Excerpt to read —
┄┄┄┄┄┄┄┄┄┄
We ask ourselves what kind of cultural property might be there if these hardships had not been foisted on indigenous peoples and, in particular, the Métis nation. What kind of effort did it take to covertly maintain our culture and to continue to pass on the cultural arts for which we became so well known? In fact, we were known as the “flower beadwork people”.
We are grateful to those who could, and hold no malice to those who could not in order to survive. Some people with origins elsewhere may think to themselves, “I don't know the songs and dances of my ancestors, and I can't make any of the material culture either, so what's the big deal?” The big deal is that the vast majority of Canadians have a country of origin from which to reclaim any part of their culture, your culture. It wasn't outlawed or suppressed as it has been here in Canada for indigenous peoples. It hasn't suffered from decades of indifference and shaming, which drove many people to the cultural safety of letting their traditions go in order to survive.
When we look at the care and attention given to the cultural property of those who were free to make and collect it, and how long they have had this privilege, we can only imagine what might have been if indigenous peoples—in our case, the Métis nation—had had the same freedom and opportunity. The most precious and beautiful items would have been kept as cherished family heirlooms. They would not have been sold or taken. These items would not be mislabelled or unlabelled regarding who the artisan was or the indigenous nation from which they originate. They would certainly not be in keeping houses other than our own.
┄┄┄┄┄┄┄┄┄┄
Your instructions —
Please answer these questions from the passage on Métis cultural property.
1. What were the Métis known as?
2. What do most Canadians have from which to reclaim any part of their culture?
3. How would the most precious and beautiful items have been kept?
Answer using only the passage on Métis cultural property.

Source material —
┄┄┄┄┄┄┄┄┄┄
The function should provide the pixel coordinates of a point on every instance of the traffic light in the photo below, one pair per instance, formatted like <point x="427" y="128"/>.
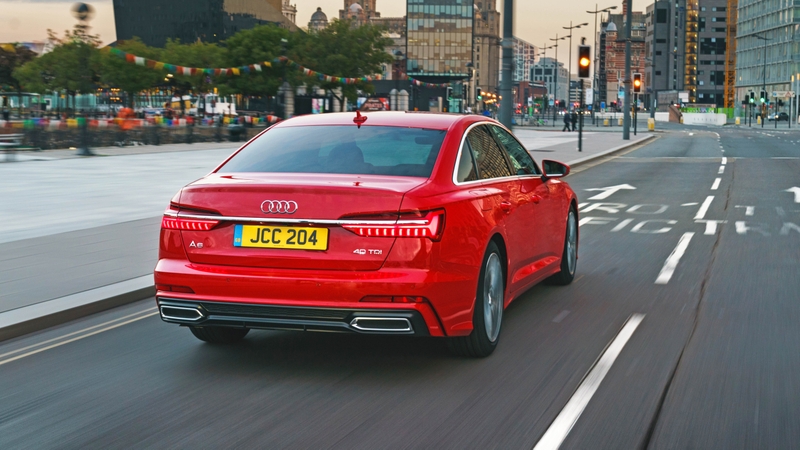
┄┄┄┄┄┄┄┄┄┄
Result of this task —
1. The "flower beadwork people."
2. A country of origin.
3. As cherished family heirlooms.